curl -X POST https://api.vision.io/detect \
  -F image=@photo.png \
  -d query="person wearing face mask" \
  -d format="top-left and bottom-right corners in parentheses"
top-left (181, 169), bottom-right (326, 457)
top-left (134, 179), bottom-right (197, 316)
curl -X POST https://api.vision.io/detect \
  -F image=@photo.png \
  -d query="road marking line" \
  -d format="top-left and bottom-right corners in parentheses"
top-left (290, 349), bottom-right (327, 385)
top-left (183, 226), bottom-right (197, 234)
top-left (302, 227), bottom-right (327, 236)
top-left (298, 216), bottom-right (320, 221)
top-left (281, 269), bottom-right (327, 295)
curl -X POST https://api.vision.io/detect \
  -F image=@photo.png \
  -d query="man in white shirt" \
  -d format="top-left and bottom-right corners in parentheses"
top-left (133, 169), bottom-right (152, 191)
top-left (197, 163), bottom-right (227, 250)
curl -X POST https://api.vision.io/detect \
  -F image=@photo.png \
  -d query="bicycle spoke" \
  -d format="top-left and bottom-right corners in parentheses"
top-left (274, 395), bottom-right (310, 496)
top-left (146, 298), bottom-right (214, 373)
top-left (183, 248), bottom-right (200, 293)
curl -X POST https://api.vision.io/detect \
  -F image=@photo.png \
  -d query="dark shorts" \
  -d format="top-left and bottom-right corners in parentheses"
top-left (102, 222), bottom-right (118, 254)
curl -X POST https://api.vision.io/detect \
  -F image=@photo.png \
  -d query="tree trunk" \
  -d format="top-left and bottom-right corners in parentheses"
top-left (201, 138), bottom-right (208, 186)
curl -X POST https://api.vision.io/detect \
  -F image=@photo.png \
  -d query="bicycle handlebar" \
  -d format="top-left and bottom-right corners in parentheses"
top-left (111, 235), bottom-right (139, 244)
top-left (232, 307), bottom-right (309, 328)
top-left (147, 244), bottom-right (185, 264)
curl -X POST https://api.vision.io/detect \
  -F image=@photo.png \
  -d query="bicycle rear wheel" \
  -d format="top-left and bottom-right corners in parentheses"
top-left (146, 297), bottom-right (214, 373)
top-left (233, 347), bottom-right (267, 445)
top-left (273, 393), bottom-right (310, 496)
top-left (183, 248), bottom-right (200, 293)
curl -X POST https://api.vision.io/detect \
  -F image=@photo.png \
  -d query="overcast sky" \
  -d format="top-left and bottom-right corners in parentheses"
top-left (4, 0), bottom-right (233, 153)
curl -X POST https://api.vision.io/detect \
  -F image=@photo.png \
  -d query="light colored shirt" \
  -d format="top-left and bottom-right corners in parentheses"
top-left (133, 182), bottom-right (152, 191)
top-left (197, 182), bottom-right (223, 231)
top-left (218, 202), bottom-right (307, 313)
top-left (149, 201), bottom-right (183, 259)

HOW TO COMPLETE THIS TASK:
Count every line of the records that holds the string "query". Write only the total.

EXERCISE SOLUTION:
10